Recorded data>
'''
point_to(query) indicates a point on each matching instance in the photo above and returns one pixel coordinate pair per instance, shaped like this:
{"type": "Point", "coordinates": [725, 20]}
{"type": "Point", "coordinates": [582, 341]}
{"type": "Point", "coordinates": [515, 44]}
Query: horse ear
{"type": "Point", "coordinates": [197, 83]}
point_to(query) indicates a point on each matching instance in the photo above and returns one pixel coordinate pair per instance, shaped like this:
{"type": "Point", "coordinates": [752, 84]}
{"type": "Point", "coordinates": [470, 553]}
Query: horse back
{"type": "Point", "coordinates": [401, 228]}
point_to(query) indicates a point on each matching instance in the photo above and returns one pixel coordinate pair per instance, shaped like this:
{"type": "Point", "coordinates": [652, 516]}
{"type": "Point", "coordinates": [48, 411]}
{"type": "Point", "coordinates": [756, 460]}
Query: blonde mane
'''
Work instructions>
Copy all of the records above verbatim, line for line, with no changes.

Output for this task>
point_to(query) indicates a point on each matching instance in the photo above and returns one pixel coordinate pair per instance, shaped like this:
{"type": "Point", "coordinates": [725, 20]}
{"type": "Point", "coordinates": [582, 341]}
{"type": "Point", "coordinates": [515, 44]}
Query: horse ear
{"type": "Point", "coordinates": [197, 83]}
point_to(query) indicates a point on each matching instance in the photo above and returns one pixel coordinate pair per instance, shaped like this:
{"type": "Point", "coordinates": [752, 84]}
{"type": "Point", "coordinates": [470, 553]}
Query: horse back
{"type": "Point", "coordinates": [401, 228]}
point_to(query) indicates a point on each matching instance in the photo above and returns one pixel coordinate pair per instance, shaped like this:
{"type": "Point", "coordinates": [652, 516]}
{"type": "Point", "coordinates": [48, 411]}
{"type": "Point", "coordinates": [756, 460]}
Query: blonde mane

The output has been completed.